SUPPLIED TEXT -
This topic is no where close to new in the wedding industry. Time and time again, vendors & bloggers tackle the “heinous crime” of having your friend serve the duty of a wedding vendor on your wedding day. Now these posts always bugged me because they never seemed to show more than just the side of the one vendor posting the article. What about the times where a friend was exactly what was needed and things worked out perfectly because it was done right? I always wondered if other people got turned off a bit, like I did, when you read a vendor telling you to hire them instead of hiring someone else. Well DUH they want you to hire them!

Now, before the entirety of the wedding blogosphere storms my house and tries to burn me at the stake, don’t mistake what I am saying here. I will 100% advocate (just like I did with my post on DIYing your wedding flowers) that a professional vendor is and always will be the best and safest choice for your wedding. Wedding Professionals know the intricacies and complexities that wedding days require and they will ALWAYS be the best choice for your wedding day vendors. You cannot compare a professional vendor’s services and outputs to that of a friend/novice. This is also a reason why you should work with experienced professionals and not “I have an iPhone so I can shoot your wedding” photographers – but that is a whole other blog I will someday write.

But what about all the countless couples (including yours truly) that have asked friends to serve as wedding vendors for their big day – and it worked out just fine? What if you just don’t have the budget to hire a professional for EVERY aspect of your wedding day? Well then, let us share some real insight, from REAL couples that used a friend as a wedding vendor so that you guys can see ALL sides of this argument, not just one.

Hiring Friends as Wedding Vendors – The Good, The Bad & The Ugly

friend as wedding vendor

[My friend Dorothy on the left, helping my sister with the processional | Image: Live It Out Photography]

First let’s start with a note of caution. The all-important warning that just because hiring a friend worked for me and some others, it DOES NOT MEAN it will work for you. This is not an all encompassing post. This is a reflection of a handful of real couples that used friends as vendors to help YOU decide if it MIGHT be right for you and your partner too!

The [Cautionary] Good: It Worked For Someone Else [But that Does NOT Mean It Will Work For You]

Recent DC area bride, Ashley, hired her friend to serve as her day-of coordinator. For Ashley, this decision worked out perfectly! She shared:

“One of the hallmarks of our wedding was the way that our friends and family were so much a part of it. I had never considered a traditional coordinator (and frankly, felt that I would be more stressed out by one), so to have a friend that was willing to take this on was a gift indeed. She helped me feel confident about any decisions I second-guessed, she asked questions I didn’t think to, she handled some rather upsetting vendor issues effortlessly. ” – Ashley

Another former bride, Rachel explained that they also had success with hiring friends. She attributes her success to mainly 3 things. 1, that she was a fairly laid-back bride, 2, she was also highly organized, and 3, her friends that were involved were also pretty experienced at what she was asking them to do!

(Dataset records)
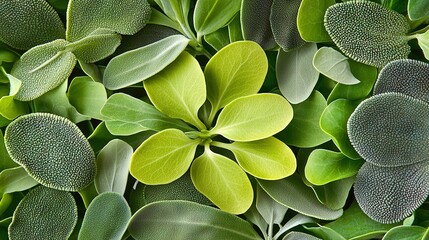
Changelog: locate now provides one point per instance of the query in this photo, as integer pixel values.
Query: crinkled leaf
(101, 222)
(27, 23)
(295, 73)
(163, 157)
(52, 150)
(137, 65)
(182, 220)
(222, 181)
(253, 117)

DIRECTIVE - Extend the post on hiring friends as wedding vendors past its final sentence about Rachel.

ANSWER TO THIS PROBLEM -
“I was laid back in that I was up for anything, but in general I was more so highly organized with checklists and timelines and charts (such as: “who is driving in what cars to which parts of the wedding” WITH pictures all neatly tacked up on the food cabinet… I got a lot of flack for that haha). I don’t recall setting out to have friends so involved in my day, but a few offered and we ended up reaching out to a couple others and it just happened that way! The friends that I involved in the day were already very experienced and very talented in what I asked them to do.” – Rachel

hiring friends as wedding vendors

I would second Ashley & Rachel’s sentiments. Personally, I asked a friend to help coordinate our wedding – she helped us make favors, decorations, and served as a day-of coordinator for us. Dorothy had a professional background in design and managing bands – two key items that lent itself to making her a great wedding coordinator. The other two things that set us up for success were:

1- Just like Rachel I was HIGHLY organized bride (is anyone surprised by this?). I had binders, budget spreadsheets, a calendar view schedule, and I even had a weekly meeting with Andy … including agendas that we had created (hah, I wish I was kidding). I was really hands-on and involved in my own wedding planning, so I did not feel I required the full-scale help/assistance that a planner might want to give me & Andy.

2- My catering company also provided us with a day-of coordinator that had worked with us from the minute we hired them to ensure our linens, tablescapes, escort cards, and decorations were all laid out properly. I do not think this is normal – but I could not say enough about what Catering By Uptown‘s Jeff did for our wedding day. He seamlessly decorated and setup a lot of our DIY details and decor – something that Dorothy might have had to do if not for them!

Click inside for The Bad & The Ugly …. and advice if you are still going to do this any way ;)

The Bad: This Might Be a Bad Decision For the Vendor Too

I think the one side of the “friends as wedding vendors” argument that is not often addressed is the view-point of the friend. It might be just as bad for the friend/vendor as it is for the couple! Did you consider that maybe they want to enjoy your wedding day as a friend and NOT have to be working? Did you consider that maybe they feel bad saying no? Did you also consider that they might feel a crazy amount of pressure to deliver something to you?

I have a friend that is a professional wedding photographer that was asked by friends to shoot their wedding. She shot it, and now they are no longer friends. :( You’ve heard the age-old “never mix business with pleasure” – maybe hiring your friend isn’t the right course of action for either of you. As Slyvie mentions,

“In the end, the friendship is more important than some flaws on your wedding day. The wedding day is a big deal with lots of things to coordinate and full of emotional people.  It might feel easy to freak out on the wedding coordinator but you have to remember that she is doing you a favor. ” – Slyvie

Would you feel comfortable telling a friend that you want them to do something differently, that you are unhappy with what they are doing? Weddings are CRAZY emotional, no matter how “laid-back” you are and wedding professionals are experienced and equipped to deal with this. Friends, are not. The other thing to think about too, as we mentioned earlier, consider what the day might be like for your friend that is now working, instead of enjoying your wedding day.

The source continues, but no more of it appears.